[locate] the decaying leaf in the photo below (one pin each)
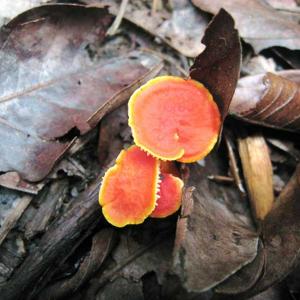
(52, 81)
(12, 180)
(281, 236)
(244, 279)
(213, 239)
(12, 206)
(259, 24)
(269, 100)
(281, 243)
(218, 66)
(102, 245)
(258, 173)
(181, 27)
(10, 9)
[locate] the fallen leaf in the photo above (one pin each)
(259, 24)
(281, 236)
(51, 81)
(244, 279)
(12, 206)
(181, 27)
(215, 237)
(10, 9)
(281, 243)
(218, 66)
(269, 100)
(12, 180)
(102, 245)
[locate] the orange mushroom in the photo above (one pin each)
(174, 119)
(128, 192)
(169, 167)
(170, 194)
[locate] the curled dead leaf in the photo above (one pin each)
(51, 82)
(259, 24)
(269, 100)
(213, 240)
(218, 66)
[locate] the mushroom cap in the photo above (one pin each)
(129, 189)
(174, 119)
(170, 194)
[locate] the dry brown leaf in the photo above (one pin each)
(281, 243)
(244, 279)
(269, 100)
(258, 173)
(218, 66)
(102, 245)
(181, 27)
(213, 240)
(51, 82)
(281, 236)
(259, 24)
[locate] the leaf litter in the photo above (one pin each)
(247, 256)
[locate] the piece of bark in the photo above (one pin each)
(269, 99)
(258, 173)
(12, 253)
(218, 66)
(12, 180)
(16, 210)
(213, 239)
(45, 212)
(102, 244)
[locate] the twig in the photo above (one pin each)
(220, 178)
(156, 5)
(168, 60)
(116, 24)
(109, 276)
(233, 165)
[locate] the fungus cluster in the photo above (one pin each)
(171, 119)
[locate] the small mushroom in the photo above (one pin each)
(128, 192)
(174, 119)
(169, 167)
(169, 199)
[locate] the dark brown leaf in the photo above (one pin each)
(269, 100)
(214, 237)
(259, 24)
(102, 245)
(281, 243)
(181, 28)
(218, 66)
(281, 236)
(244, 279)
(52, 81)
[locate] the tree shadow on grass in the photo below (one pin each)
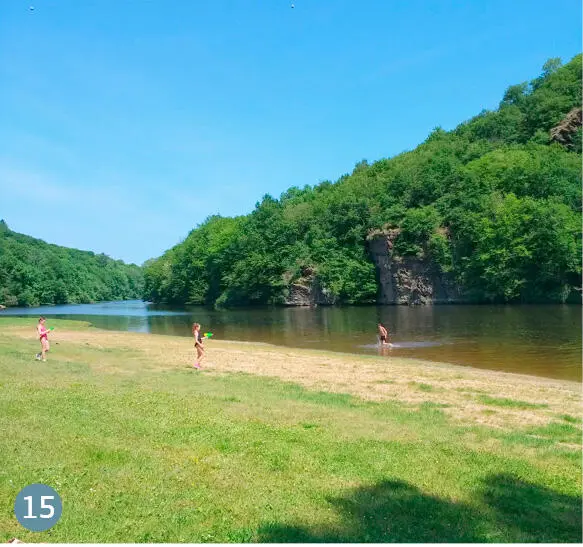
(390, 511)
(506, 510)
(533, 513)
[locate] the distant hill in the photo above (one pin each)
(488, 212)
(33, 272)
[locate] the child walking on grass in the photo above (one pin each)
(44, 340)
(198, 345)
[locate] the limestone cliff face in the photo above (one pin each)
(308, 291)
(564, 132)
(311, 294)
(411, 281)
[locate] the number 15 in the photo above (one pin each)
(42, 506)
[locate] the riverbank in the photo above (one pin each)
(276, 444)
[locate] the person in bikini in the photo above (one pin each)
(44, 339)
(198, 345)
(383, 335)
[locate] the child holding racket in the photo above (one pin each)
(198, 345)
(44, 340)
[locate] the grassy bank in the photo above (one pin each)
(270, 444)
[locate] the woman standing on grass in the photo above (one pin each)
(198, 344)
(44, 340)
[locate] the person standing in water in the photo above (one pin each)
(383, 335)
(198, 345)
(44, 339)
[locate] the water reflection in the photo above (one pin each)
(541, 340)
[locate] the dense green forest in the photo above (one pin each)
(495, 204)
(33, 272)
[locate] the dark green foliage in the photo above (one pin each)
(494, 204)
(33, 272)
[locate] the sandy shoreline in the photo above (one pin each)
(472, 395)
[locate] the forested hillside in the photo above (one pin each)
(494, 205)
(33, 272)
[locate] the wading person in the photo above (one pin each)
(44, 339)
(383, 335)
(198, 345)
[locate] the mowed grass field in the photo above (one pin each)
(272, 445)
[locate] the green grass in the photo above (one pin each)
(421, 386)
(509, 403)
(140, 455)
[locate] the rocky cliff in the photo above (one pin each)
(308, 291)
(409, 280)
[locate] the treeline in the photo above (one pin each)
(495, 204)
(33, 272)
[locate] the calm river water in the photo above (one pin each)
(538, 340)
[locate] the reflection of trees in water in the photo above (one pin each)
(505, 509)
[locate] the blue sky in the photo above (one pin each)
(124, 123)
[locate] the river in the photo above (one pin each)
(536, 340)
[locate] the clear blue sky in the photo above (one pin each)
(124, 123)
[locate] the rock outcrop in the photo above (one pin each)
(565, 131)
(308, 291)
(409, 280)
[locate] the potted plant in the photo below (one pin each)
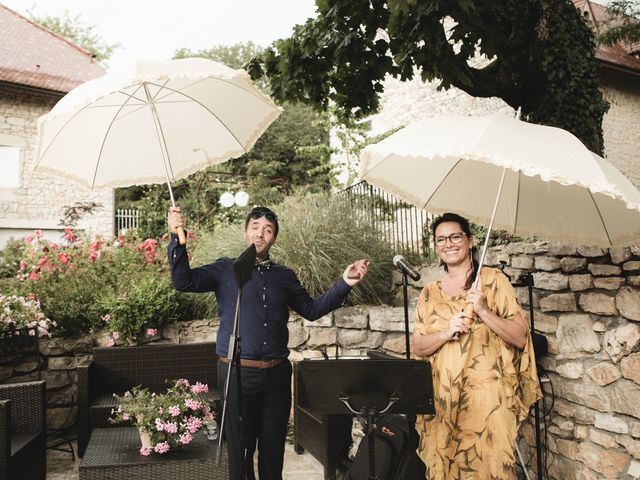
(166, 421)
(21, 323)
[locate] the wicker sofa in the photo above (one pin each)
(118, 369)
(22, 431)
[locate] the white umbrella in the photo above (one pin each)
(554, 187)
(152, 122)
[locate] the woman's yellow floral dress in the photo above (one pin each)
(483, 387)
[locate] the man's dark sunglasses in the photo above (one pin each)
(260, 212)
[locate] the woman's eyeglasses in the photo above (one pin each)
(455, 238)
(261, 212)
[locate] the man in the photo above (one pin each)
(264, 311)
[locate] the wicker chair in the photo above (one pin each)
(22, 431)
(118, 369)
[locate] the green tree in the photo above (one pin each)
(75, 30)
(541, 57)
(624, 23)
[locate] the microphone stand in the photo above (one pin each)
(527, 280)
(243, 271)
(405, 295)
(411, 419)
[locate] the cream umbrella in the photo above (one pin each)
(152, 122)
(527, 179)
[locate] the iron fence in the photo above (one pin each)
(405, 227)
(127, 219)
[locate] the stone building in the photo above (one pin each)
(37, 68)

● WORK INSTRUCTION:
Give back every entry in full, exactly as written, with no picture included.

● WRITTEN ANSWER:
[locate] the decaying leaf in the photo below (one pin each)
(52, 81)
(12, 180)
(281, 236)
(244, 279)
(213, 239)
(12, 206)
(259, 24)
(269, 100)
(281, 243)
(218, 66)
(102, 245)
(258, 173)
(181, 27)
(10, 9)
[locate] the fallen leaf in the photo above (one pin each)
(259, 24)
(281, 236)
(51, 81)
(244, 279)
(12, 206)
(181, 27)
(215, 237)
(10, 9)
(281, 243)
(218, 66)
(269, 100)
(12, 180)
(102, 245)
[locate] the orange mushroom in the photo above (one pin each)
(174, 119)
(128, 192)
(169, 167)
(170, 194)
[locate] the curled dead leaf in the photo above (one pin each)
(51, 82)
(259, 24)
(269, 100)
(213, 240)
(218, 66)
[locate] the mushroom cap in the photo above (one pin each)
(129, 189)
(174, 119)
(170, 194)
[locate] the dry brown leaf in the photo above (one pin each)
(281, 243)
(244, 279)
(269, 100)
(258, 173)
(218, 66)
(102, 245)
(181, 27)
(213, 240)
(51, 82)
(281, 236)
(259, 24)
[locate] the leaf litter in the photo above (one pin each)
(247, 256)
[locate] the piece of bark in the photo above (one pin each)
(269, 99)
(258, 173)
(12, 253)
(218, 66)
(12, 180)
(16, 210)
(213, 239)
(45, 212)
(102, 244)
[locate] the twig in the photo above (one pin each)
(220, 178)
(156, 5)
(168, 60)
(116, 24)
(109, 276)
(233, 165)
[locate] the fungus cluster in the photo above (one pin each)
(171, 119)
[locate] the small mushroom in the photo above (one pin each)
(128, 192)
(174, 119)
(169, 167)
(169, 199)
[locate] the dark brown leaf in the photo above (one pin each)
(269, 100)
(214, 237)
(259, 24)
(102, 245)
(281, 243)
(181, 28)
(218, 66)
(281, 236)
(244, 279)
(52, 81)
[locate] the tree shadow on grass in the photo below (one pin each)
(390, 511)
(506, 510)
(533, 513)
[locate] the distant hill in the photo above (one pin each)
(488, 212)
(33, 272)
[locate] the child walking on grass in the photo above (one pin each)
(44, 340)
(198, 345)
[locate] the limestone cliff face in the photo above (one pin each)
(308, 291)
(564, 132)
(311, 294)
(411, 281)
[locate] the number 15 in the photo above (one pin each)
(42, 506)
[locate] the riverbank in the photo above (one pin each)
(276, 444)
[locate] the person in bikini in the photo above (one pin each)
(44, 339)
(198, 345)
(383, 335)
[locate] the child holding racket in the photo above (one pin each)
(198, 345)
(44, 340)
[locate] the grassy bank in the photo above (one pin each)
(270, 444)
[locate] the woman standing on grass in the photo above (one pin each)
(198, 344)
(44, 340)
[locate] the person standing in water in the photo above (one pin each)
(383, 335)
(198, 345)
(44, 339)
[locate] the water reflection in the photo above (one pin each)
(541, 340)
[locate] the dense green forest in the photo above (one pin each)
(495, 204)
(33, 272)
[locate] the dark green foliage in the photo above (one pin each)
(494, 204)
(33, 272)
[locate] the sandy shoreline in the photo above (one pin each)
(472, 395)
[locate] the forested hillside in the photo above (one pin each)
(494, 205)
(33, 272)
[locate] the wading person in the photo above (one pin each)
(44, 339)
(383, 335)
(198, 345)
[locate] the mowed grass field in the photo above (one pin each)
(272, 445)
[locate] the green grass in the photo above (one pin each)
(421, 386)
(509, 403)
(140, 455)
[locate] the rocky cliff in the photo above (one pin each)
(308, 291)
(409, 280)
[locate] the treeline in the photo above (one pin each)
(495, 204)
(33, 272)
[locate] the calm river water in the photo above (one pin each)
(538, 340)
[locate] the reflection of trees in water in the photo above (one pin each)
(505, 509)
[locate] the blue sky in the photo above (one pin each)
(124, 123)
[locate] the river in the photo above (one pin each)
(536, 340)
[locate] the clear blue sky in the photo above (one pin each)
(124, 123)
[locate] the rock outcrop in the photo above (one pin each)
(565, 131)
(308, 291)
(409, 280)
[locate] the potted plant in the photo below (one pin each)
(166, 421)
(21, 323)
[locate] the wicker sofa in the photo above (one pin each)
(118, 369)
(22, 431)
[locate] the white umbrella in the photo above (one pin each)
(554, 187)
(152, 122)
[locate] the woman's yellow floral dress in the photo above (one pin each)
(483, 387)
[locate] the man's dark sunglasses in the photo above (one pin each)
(260, 212)
[locate] the woman's eyeglasses in the photo above (one pin each)
(455, 238)
(261, 212)
[locate] the man in the photo above (one pin each)
(264, 311)
[locate] the wicker chair in the photo above (one pin each)
(22, 431)
(118, 369)
[locate] the green tree in the photo above (one pin each)
(75, 30)
(541, 57)
(624, 23)
[locate] the microphone stand in the photo above (one pin each)
(527, 280)
(243, 271)
(405, 295)
(411, 419)
[locate] the cream umbrella in the photo above (one pin each)
(152, 122)
(527, 179)
[locate] the iron fence in the photo above (one pin each)
(405, 227)
(127, 219)
[locate] the stone building in the photo above (one pin each)
(37, 68)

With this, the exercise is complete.